Start of Text segment

The way to achieve that is with education and there is an urgent need to inform more people about the cloud computing and technology field and convince some of them to enter it, according to the panelists.

Powell made a prediction: The groups that invest in talent acquisition and growth and opportunities in the cloud ecosystem “will be the groups that are able to tap into success faster and maybe at bigger scale.” From Google’s perspective, there is a “strong sense of urgency to unlock the potential of people who want to come into cloud to give them paths to success, to help them make sense of” the cloud, she said. The company is looking for new talent who are early in their career who “may be tech-adjacent,” if not necessarily tech experts, she noted.

Agreeing with Powell, Cross said: “The key driver of success into the future is developing talent into this new skill area so it really is a case of really being pro-active in engaging” new talent and offering free programs teaching cloud computing. “All tech companies are able to provide these types of training and educating and really skilling up people to really embrace this new cloud digital transformation that’s going on,” she noted. But she conceded that “it can be overwhelming” for people to pick the correct path.

“There’s a general shortage of talent” in the cloud sector, according to Sakhartov. Providing just one area as an example, he noted: “In 2020, there were 3.9 million jobs available for project managers.” That is significant but is “far outstripped by software developer” positions, he said, pointing out: “There’s 22.7 million software developer jobs, 17.8 million in sales.”

End of Text segment
Start of Information supplied

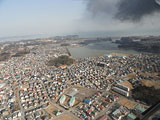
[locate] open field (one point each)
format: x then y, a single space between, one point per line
127 103
50 109
150 83
66 117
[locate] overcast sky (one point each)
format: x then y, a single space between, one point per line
60 17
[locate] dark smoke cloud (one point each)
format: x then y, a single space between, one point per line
124 10
136 9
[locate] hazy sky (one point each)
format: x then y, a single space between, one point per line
58 17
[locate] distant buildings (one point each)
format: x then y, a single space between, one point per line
122 89
71 101
62 99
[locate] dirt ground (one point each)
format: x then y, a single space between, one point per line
150 83
127 103
50 108
66 117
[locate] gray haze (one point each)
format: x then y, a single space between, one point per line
121 17
132 10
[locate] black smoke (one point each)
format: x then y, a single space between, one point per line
124 10
135 10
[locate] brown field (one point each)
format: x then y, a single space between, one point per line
127 103
50 108
126 83
150 83
131 75
82 92
66 117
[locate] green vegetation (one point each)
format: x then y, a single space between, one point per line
4 56
21 53
61 60
149 95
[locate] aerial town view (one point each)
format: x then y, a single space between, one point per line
62 64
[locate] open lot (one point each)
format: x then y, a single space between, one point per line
50 108
66 117
127 103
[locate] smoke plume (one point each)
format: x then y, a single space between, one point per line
124 10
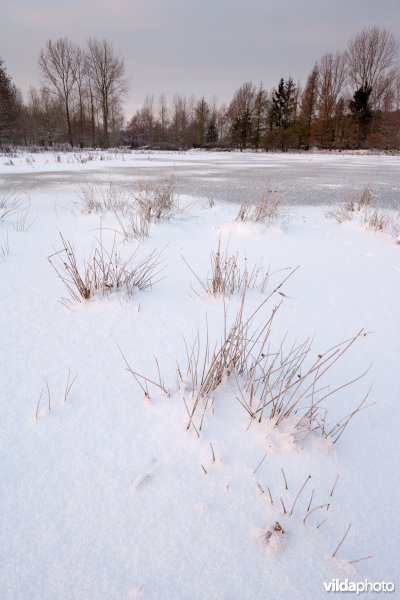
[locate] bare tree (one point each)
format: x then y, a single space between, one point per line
240 114
331 83
58 65
370 55
163 117
106 73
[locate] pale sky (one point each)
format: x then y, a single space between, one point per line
200 47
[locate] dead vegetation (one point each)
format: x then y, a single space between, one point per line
365 208
228 276
270 383
105 271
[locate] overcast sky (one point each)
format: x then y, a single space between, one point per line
205 47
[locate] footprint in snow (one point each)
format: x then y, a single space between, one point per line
139 482
142 479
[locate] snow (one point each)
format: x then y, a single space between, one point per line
108 495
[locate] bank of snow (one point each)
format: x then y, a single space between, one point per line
110 496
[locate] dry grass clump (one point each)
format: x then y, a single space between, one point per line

End of Information supplied

Reproduce the entire passage on building talent for cloud computing word for word. The entries play no part in the work here.

Final result
The way to achieve that is with education and there is an urgent need to inform more people about the cloud computing and technology field and convince some of them to enter it, according to the panelists.

Powell made a prediction: The groups that invest in talent acquisition and growth and opportunities in the cloud ecosystem “will be the groups that are able to tap into success faster and maybe at bigger scale.” From Google’s perspective, there is a “strong sense of urgency to unlock the potential of people who want to come into cloud to give them paths to success, to help them make sense of” the cloud, she said. The company is looking for new talent who are early in their career who “may be tech-adjacent,” if not necessarily tech experts, she noted.

Agreeing with Powell, Cross said: “The key driver of success into the future is developing talent into this new skill area so it really is a case of really being pro-active in engaging” new talent and offering free programs teaching cloud computing. “All tech companies are able to provide these types of training and educating and really skilling up people to really embrace this new cloud digital transformation that’s going on,” she noted. But she conceded that “it can be overwhelming” for people to pick the correct path.

“There’s a general shortage of talent” in the cloud sector, according to Sakhartov. Providing just one area as an example, he noted: “In 2020, there were 3.9 million jobs available for project managers.” That is significant but is “far outstripped by software developer” positions, he said, pointing out: “There’s 22.7 million software developer jobs, 17.8 million in sales.”